--- Entri data tersimpan ---
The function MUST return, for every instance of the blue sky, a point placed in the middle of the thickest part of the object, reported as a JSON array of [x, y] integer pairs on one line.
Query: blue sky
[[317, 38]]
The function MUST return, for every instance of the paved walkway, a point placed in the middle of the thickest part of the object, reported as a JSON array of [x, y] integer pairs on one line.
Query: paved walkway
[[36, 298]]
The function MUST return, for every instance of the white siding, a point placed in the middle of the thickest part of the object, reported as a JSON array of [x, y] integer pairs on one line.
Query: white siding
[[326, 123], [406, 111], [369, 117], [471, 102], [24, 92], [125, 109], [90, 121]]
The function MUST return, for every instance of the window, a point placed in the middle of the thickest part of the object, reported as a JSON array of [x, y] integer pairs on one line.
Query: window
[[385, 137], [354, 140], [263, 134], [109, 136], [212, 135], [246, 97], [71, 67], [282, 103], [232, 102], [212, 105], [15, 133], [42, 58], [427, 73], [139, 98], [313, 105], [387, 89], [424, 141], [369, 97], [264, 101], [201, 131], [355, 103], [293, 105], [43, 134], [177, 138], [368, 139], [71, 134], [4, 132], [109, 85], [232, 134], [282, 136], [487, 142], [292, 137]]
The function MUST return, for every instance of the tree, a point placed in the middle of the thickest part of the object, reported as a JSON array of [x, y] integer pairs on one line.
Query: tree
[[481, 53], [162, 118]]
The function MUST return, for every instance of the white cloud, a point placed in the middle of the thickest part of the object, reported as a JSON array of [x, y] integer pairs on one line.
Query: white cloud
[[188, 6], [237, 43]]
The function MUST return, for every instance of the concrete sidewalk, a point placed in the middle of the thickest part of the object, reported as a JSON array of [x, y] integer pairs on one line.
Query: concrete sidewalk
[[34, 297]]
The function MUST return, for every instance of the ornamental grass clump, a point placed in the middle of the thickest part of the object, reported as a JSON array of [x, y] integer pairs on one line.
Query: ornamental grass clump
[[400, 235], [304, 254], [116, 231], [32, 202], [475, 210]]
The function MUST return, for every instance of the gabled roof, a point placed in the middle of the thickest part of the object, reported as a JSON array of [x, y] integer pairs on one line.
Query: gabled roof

--- YANG DIMINTA ---
Ganti "white siding" dengan "gray siding" di semua baris di atas, lalu tuliskan kembali baris-baris itu tanpa mengubah bagian lain.

--- HASILNYA ---
The function MUST return, for every instance of the blue sky, a point placed in the middle of the thickest part of the object, reported as a JSON array of [x, y] integer pairs on one line.
Query: blue sky
[[317, 38]]
The function MUST return, for every instance of the paved walkway, a point placed in the middle of the thickest part of the object, reported as a JSON array of [x, y] integer pairs on one line.
Query: paved walkway
[[36, 298]]
The function MUST return, for every instance of the gray siding, a point placed in the middle of the thickest part of the object, reported as a JSON array of [x, y] integer pairs on one line.
Query: gray siding
[[326, 123], [406, 111], [369, 117], [471, 102], [24, 92], [125, 109], [90, 121]]
The function MUST return, for every instance of the window, a point placed in the middle of the thickest part of the object, reported as a JSON array of [x, y] integer pairs on one line.
Query: window
[[385, 137], [354, 140], [263, 134], [109, 136], [212, 135], [246, 97], [71, 67], [282, 103], [232, 102], [212, 105], [15, 133], [42, 58], [427, 73], [139, 98], [313, 105], [387, 89], [424, 141], [369, 97], [264, 101], [201, 131], [355, 103], [293, 105], [43, 134], [177, 138], [368, 139], [71, 134], [4, 132], [109, 85], [232, 134], [282, 136], [487, 142], [292, 137]]
The function MUST return, for every instance of the tree, a point placed in the middle of the thickest part of the object, reported as a JSON array of [x, y] integer pairs on one line.
Query: tree
[[481, 53], [162, 118]]
The function MUST return, for every instance of the white cloud, a point placed in the middle of the thickest part of the object, reported as a JSON array of [x, y] integer pairs on one line.
Query: white cloud
[[188, 6], [237, 43]]
The function MUST return, for every instance of the concrete sidewalk, a point placed in the middle of the thickest part of the object, reported as a JSON array of [x, y] integer pairs on one line.
Query: concrete sidewalk
[[34, 297]]
The function MUST return, for every instance of the ornamental grass clump, a point placed in the middle of the thickest part of the object, reported as a JSON array of [x, y] integer pairs on one line.
Query: ornamental grass clump
[[400, 235], [304, 254], [116, 231], [32, 202], [475, 210]]
The function MUST return, for every instance of the gabled roof, a point placed in the middle of the thickest part of the object, reported as a JSON array of [x, y] integer pairs on one line.
Query: gabled roof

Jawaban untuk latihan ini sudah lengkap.